## REQUIREMENT:
Copy exactly the lines of the records below, and only those lines, beginning with the line that contains "of the green" and ending with the line that contains "of the tree".

===== EXERCISE DATA =====

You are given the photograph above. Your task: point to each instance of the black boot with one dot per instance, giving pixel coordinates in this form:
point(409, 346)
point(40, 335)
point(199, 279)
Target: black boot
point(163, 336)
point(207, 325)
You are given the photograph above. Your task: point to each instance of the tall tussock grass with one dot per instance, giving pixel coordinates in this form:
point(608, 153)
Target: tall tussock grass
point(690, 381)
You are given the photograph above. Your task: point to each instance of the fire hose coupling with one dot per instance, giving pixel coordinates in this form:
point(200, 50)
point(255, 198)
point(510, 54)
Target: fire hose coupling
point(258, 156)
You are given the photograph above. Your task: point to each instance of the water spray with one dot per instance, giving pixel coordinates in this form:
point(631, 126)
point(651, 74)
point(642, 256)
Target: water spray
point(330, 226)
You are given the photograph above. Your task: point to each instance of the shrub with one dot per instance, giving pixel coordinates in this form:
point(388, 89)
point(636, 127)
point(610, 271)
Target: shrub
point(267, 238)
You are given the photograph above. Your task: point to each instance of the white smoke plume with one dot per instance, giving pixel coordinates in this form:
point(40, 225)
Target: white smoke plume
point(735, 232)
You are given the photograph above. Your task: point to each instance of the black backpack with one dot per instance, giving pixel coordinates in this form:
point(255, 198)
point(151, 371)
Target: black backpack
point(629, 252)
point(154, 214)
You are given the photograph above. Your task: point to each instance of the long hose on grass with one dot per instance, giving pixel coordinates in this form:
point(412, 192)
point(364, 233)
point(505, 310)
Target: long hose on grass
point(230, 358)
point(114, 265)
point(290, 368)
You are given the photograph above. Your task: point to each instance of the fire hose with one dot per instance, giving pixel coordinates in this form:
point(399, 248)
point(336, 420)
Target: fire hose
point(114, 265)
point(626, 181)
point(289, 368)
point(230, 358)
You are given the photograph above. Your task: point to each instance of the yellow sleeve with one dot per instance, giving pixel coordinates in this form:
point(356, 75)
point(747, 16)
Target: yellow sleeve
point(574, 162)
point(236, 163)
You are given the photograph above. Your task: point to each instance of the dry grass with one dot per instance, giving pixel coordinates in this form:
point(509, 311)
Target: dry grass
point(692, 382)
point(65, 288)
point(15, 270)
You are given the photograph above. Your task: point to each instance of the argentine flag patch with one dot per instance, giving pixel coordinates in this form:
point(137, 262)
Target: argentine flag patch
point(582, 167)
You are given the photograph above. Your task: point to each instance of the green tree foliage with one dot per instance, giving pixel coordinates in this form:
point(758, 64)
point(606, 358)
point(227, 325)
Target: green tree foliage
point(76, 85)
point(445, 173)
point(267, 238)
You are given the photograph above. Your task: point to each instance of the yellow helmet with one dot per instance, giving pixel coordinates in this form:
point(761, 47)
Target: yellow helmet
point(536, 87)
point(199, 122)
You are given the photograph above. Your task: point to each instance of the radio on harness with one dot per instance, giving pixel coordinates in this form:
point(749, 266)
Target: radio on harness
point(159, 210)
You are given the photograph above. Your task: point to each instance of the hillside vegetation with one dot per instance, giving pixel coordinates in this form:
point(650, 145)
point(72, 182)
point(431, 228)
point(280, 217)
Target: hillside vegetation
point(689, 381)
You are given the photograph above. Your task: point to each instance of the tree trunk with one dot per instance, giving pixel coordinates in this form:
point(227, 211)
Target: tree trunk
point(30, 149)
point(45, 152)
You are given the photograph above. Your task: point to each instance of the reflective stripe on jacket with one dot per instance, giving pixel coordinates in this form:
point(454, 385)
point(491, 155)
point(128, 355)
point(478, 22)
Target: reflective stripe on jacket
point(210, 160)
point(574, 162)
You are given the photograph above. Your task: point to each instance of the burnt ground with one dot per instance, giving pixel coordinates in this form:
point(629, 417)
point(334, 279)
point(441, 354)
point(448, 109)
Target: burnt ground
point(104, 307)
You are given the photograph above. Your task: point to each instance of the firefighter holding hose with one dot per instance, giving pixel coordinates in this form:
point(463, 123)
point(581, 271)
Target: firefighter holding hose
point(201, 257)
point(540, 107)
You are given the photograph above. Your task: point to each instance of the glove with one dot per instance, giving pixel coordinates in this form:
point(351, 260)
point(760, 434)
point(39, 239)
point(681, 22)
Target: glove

=====

## RESPONSE FOR THIS EXERCISE:
You are given the photograph above. Your task: point to each instance of the green tree foliage with one dot per instance, giving pixel coordinates in this form:
point(758, 64)
point(606, 358)
point(227, 325)
Target: green tree foliage
point(76, 85)
point(445, 173)
point(267, 238)
You are given the photograph above. Your task: point to each instance of the yellow helmet with one dot per instance, giving pixel coordinates in this form:
point(761, 47)
Target: yellow helmet
point(536, 87)
point(199, 122)
You are given the photograph above. Your task: point to each instance of the radio on harness with one dot per instance, giving pixel coordinates in this form:
point(749, 266)
Target: radio on harness
point(159, 210)
You are given the photograph above. Your task: point to each instance of the hillside vegetation with one dot per instance, giving pixel coordinates in this form:
point(650, 145)
point(72, 182)
point(431, 228)
point(280, 217)
Target: hillside vegetation
point(689, 381)
You are given the photograph above. Your task: point to each instance of the tree trunk with one dot per instance, giving pixel coordinates in this form:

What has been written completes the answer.